**Schriftliche Aufgabe A:** Kopieren Sie aus dem Interviewauszug unten den Abschnitt wortgetreu: Beginnen Sie bei den Worten „STANDARD: Sie sagen, es“ und enden Sie nach „Orientierung zu geben.“.

**Textauszug:**
····················
Lebedew: Die Zukunft wirft Fragen auf: Was ist diese Russische Föderation, was sind ihre Prinzipien der Koexistenz von Regionen, Nationen, Religionen? Heute sind diese Prinzipien absolut autokratisch. Keine Region, keine Stadt hat irgendeine Art von Unabhängigkeit. Das sind wichtige humanitäre Fragen. Aber sie werden blockiert. Was ich hier sage, ist nach russischem Strafrecht ein Verbrechen: die Integrität der Russischen Föderation zu diskutieren. Aber je länger wir diese Frage aufschieben, desto höher wird der Preis, den wir dafür zahlen.

STANDARD: Sie sagen, es gibt keine Romane, die sich mit den Tschetschenien-Kriegen befassen. Kritisieren Sie damit auch die zeitgenössische russische Literatur?

Lebedew: Das Drama von 1991 (der Zusammenbruch der Sowjetunion, Anm.) – nichts. Zwei Kriege in Tschetschenien – nichts. Putins Aufstieg zur Macht – nichts. Tschernobyl – nichts. Der Afghanistan-Krieg – nichts. Alles, was unsere Literatur macht: Sie versucht, irgendetwas zu schreiben, aber nicht an diese riesigen Dinge zu rühren. Dostojewski las die Zeitungen, stieß auf ein Thema und schrieb etwas dazu in wenigen Monaten. Aus irgendeinem Grund verlor unsere Literatur die Mission, den Lesern Orientierung zu geben.

STANDARD: Aber es gibt doch auch Ausnahmen.
····················
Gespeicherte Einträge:
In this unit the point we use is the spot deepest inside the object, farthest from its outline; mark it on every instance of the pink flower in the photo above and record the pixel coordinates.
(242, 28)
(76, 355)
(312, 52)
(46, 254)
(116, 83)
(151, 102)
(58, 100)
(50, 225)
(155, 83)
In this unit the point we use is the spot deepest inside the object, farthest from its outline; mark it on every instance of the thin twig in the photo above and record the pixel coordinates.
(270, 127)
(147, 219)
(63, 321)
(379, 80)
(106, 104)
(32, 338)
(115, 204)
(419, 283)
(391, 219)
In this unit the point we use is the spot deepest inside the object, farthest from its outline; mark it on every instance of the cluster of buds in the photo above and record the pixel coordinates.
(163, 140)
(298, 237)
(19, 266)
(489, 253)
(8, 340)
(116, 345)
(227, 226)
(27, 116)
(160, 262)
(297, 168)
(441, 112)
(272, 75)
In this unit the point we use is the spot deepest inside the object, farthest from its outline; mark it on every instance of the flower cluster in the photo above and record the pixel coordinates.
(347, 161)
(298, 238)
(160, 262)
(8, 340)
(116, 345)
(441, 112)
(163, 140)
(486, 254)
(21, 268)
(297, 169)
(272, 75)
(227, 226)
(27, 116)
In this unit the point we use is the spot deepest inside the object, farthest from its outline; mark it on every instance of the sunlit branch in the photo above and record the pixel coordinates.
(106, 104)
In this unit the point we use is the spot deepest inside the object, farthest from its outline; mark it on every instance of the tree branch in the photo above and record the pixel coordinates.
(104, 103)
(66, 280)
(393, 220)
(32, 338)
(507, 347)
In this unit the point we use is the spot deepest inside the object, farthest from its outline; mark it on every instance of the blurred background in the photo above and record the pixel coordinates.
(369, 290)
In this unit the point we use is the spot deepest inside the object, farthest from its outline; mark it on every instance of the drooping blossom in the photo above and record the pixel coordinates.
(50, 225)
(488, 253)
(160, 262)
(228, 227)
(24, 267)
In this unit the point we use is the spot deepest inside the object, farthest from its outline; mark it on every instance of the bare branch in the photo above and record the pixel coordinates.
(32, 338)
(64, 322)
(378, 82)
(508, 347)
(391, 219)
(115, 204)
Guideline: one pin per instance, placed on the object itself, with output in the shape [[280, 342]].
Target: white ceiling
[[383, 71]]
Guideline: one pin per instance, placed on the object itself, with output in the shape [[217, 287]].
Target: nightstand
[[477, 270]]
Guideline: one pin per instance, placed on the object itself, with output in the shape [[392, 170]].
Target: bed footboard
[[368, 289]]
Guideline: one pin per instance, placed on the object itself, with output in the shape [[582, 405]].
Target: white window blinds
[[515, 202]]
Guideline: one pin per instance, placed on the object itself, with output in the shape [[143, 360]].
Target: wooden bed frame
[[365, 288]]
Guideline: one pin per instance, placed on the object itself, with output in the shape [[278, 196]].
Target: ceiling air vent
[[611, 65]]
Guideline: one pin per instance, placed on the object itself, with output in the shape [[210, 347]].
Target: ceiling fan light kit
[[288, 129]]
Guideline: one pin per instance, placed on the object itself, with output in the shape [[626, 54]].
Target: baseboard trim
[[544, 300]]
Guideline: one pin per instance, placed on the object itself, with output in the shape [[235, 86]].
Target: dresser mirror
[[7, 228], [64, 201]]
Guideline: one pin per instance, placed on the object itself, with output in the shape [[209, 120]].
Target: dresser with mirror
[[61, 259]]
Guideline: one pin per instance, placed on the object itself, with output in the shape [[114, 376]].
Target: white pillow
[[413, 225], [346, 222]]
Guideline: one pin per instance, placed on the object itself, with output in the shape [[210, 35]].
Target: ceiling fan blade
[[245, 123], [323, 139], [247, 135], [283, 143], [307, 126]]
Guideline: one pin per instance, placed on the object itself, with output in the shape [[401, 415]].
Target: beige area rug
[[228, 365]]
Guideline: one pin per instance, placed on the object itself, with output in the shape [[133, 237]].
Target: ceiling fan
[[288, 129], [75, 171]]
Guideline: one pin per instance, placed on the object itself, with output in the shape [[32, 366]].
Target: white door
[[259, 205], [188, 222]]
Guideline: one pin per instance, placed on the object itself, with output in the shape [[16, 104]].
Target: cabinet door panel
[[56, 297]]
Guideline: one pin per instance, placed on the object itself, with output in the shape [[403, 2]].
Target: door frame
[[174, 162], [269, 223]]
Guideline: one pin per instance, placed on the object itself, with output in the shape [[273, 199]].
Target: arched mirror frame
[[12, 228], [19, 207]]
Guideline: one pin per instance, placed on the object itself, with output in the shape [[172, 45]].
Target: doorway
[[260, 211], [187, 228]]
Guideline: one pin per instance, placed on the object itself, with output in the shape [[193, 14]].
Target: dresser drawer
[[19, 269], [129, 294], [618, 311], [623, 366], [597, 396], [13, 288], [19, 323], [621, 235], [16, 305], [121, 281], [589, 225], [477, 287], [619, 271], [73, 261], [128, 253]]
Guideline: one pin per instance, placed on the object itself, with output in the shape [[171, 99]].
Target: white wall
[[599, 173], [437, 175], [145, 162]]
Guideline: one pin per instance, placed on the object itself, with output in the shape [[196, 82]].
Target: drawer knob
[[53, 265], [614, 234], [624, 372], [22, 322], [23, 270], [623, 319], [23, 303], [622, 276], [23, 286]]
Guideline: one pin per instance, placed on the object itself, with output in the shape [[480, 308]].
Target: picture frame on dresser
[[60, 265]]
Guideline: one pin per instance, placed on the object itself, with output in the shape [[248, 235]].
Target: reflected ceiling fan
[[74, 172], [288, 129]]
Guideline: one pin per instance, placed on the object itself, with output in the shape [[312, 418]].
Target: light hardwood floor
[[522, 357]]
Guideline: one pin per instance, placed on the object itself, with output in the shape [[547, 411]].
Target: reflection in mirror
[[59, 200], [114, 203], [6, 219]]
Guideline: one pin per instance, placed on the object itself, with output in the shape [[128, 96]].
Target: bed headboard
····················
**Schriftliche Aufgabe B:** Ermitteln Sie, wie viele Zeilen der Datensätze oben die Zeichenfolge „mirror“ enthalten, und geben Sie ausschließlich diese Zahl aus.

**Antwort A:**
STANDARD: Sie sagen, es gibt keine Romane, die sich mit den Tschetschenien-Kriegen befassen. Kritisieren Sie damit auch die zeitgenössische russische Literatur?

Lebedew: Das Drama von 1991 (der Zusammenbruch der Sowjetunion, Anm.) – nichts. Zwei Kriege in Tschetschenien – nichts. Putins Aufstieg zur Macht – nichts. Tschernobyl – nichts. Der Afghanistan-Krieg – nichts. Alles, was unsere Literatur macht: Sie versucht, irgendetwas zu schreiben, aber nicht an diese riesigen Dinge zu rühren. Dostojewski las die Zeitungen, stieß auf ein Thema und schrieb etwas dazu in wenigen Monaten. Aus irgendeinem Grund verlor unsere Literatur die Mission, den Lesern Orientierung zu geben.

**Antwort B:** 4